RECORD SET
— begin —

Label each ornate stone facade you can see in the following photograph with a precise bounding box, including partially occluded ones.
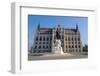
[31,25,83,54]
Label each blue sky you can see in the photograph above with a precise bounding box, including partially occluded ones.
[28,15,88,48]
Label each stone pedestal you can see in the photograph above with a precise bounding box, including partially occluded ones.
[52,39,64,54]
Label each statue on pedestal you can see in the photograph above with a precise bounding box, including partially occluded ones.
[52,25,64,54]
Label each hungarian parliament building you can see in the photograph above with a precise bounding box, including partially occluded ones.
[31,24,83,54]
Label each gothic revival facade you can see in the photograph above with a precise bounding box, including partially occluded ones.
[31,25,83,54]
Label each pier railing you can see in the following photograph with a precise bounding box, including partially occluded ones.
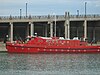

— end —

Set down word for word everything from the line containing "Label each statue" to the end of the records above, including both ends. Leave the pictures out of your answer.

CORRECT OUTPUT
Label each statue on pedestal you can see in the photograph above with a precise bounding box, including partially occluded ones.
[52,25,64,54]
Label each hungarian parliament building you can see in the photograph above with a precise bounding box, including partially occluded ones.
[31,24,83,54]
Label each gothic revival facade you can see in the photograph above with a precise bounding box, including partially occluded ones.
[31,25,83,54]
Label each pier railing you can see in the following photograph with a precise bounding box, including partially occluded ones.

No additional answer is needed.